Problem =>
Locate every line in the records below that contains the word "Mark", and copy each of those lines in full.

Data lines =>
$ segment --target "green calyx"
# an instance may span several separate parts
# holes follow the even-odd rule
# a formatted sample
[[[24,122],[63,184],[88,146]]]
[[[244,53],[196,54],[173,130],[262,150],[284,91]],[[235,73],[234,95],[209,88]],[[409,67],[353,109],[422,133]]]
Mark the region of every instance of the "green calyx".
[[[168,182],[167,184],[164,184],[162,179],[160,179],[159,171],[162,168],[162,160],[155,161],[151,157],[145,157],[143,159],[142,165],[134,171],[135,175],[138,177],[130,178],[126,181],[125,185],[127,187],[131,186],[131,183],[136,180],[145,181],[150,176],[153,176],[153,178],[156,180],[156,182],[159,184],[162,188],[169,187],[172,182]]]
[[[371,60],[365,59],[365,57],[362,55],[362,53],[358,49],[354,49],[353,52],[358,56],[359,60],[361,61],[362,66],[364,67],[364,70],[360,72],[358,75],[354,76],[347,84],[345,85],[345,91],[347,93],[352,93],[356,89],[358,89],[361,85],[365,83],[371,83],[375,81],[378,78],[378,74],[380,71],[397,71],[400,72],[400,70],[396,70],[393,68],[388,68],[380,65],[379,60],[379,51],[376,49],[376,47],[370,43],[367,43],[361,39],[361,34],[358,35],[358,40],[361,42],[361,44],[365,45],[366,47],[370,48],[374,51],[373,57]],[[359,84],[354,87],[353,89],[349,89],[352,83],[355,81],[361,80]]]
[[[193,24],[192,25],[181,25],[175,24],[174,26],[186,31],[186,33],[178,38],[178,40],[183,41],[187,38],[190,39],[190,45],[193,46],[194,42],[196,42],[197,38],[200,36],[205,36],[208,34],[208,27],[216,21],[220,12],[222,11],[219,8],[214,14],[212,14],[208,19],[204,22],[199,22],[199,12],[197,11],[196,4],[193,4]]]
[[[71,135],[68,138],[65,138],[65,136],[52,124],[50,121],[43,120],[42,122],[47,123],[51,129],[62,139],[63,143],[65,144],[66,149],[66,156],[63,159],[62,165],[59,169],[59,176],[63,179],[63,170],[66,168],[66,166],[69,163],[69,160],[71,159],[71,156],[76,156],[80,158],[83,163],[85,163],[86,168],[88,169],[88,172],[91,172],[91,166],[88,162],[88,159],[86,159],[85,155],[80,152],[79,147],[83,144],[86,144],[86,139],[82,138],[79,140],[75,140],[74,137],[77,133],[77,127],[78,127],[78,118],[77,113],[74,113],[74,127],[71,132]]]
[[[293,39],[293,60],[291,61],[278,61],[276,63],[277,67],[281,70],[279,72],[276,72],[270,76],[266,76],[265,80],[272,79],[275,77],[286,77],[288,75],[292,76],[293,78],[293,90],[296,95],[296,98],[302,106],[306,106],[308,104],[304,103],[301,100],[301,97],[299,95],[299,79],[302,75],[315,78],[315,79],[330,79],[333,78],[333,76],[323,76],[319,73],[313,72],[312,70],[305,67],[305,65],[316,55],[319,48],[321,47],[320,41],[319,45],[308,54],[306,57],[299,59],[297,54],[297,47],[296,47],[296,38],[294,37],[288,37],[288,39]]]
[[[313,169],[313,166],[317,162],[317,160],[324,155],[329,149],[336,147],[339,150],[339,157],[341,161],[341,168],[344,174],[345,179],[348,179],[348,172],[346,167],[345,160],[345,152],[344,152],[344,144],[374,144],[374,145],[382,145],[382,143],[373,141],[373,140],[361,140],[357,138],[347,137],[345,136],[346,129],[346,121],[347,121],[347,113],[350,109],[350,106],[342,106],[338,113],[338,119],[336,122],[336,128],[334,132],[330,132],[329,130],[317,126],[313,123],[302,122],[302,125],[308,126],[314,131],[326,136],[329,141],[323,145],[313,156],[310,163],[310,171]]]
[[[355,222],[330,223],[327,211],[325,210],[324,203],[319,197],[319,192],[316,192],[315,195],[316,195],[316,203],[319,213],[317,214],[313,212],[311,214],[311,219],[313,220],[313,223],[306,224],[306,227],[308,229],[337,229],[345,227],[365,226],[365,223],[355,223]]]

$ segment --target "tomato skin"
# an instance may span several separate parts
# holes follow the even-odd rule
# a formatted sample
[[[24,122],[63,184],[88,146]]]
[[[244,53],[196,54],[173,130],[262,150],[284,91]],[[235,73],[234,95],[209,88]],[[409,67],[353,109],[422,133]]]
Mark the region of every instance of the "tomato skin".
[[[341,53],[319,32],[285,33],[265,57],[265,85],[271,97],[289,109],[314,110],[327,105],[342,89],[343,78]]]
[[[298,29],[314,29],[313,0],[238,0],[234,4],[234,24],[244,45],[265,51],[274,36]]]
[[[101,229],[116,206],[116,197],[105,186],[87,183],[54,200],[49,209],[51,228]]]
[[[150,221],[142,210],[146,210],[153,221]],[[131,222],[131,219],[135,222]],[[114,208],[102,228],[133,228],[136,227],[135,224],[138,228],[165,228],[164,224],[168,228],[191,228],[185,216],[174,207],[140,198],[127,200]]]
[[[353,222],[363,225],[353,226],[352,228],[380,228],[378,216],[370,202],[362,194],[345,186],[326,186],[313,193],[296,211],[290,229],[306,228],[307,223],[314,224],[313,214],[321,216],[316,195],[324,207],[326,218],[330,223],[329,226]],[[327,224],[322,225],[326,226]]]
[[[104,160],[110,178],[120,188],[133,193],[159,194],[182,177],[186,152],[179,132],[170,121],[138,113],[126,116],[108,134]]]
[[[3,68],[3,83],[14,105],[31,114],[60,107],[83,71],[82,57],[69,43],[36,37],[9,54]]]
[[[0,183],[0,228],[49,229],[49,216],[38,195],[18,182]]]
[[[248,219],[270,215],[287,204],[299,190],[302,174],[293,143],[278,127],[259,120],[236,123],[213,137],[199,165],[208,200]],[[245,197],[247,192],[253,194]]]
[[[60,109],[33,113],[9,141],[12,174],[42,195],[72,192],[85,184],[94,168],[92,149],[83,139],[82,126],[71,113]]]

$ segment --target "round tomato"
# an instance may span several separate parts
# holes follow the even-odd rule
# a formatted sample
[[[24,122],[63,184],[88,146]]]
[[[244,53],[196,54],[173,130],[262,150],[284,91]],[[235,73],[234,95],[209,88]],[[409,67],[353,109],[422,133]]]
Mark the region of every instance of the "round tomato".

Reply =>
Mark the region of every instance of the "green calyx".
Mark the region of every instance of the "tomato skin".
Mark the region of every instance of the "round tomato".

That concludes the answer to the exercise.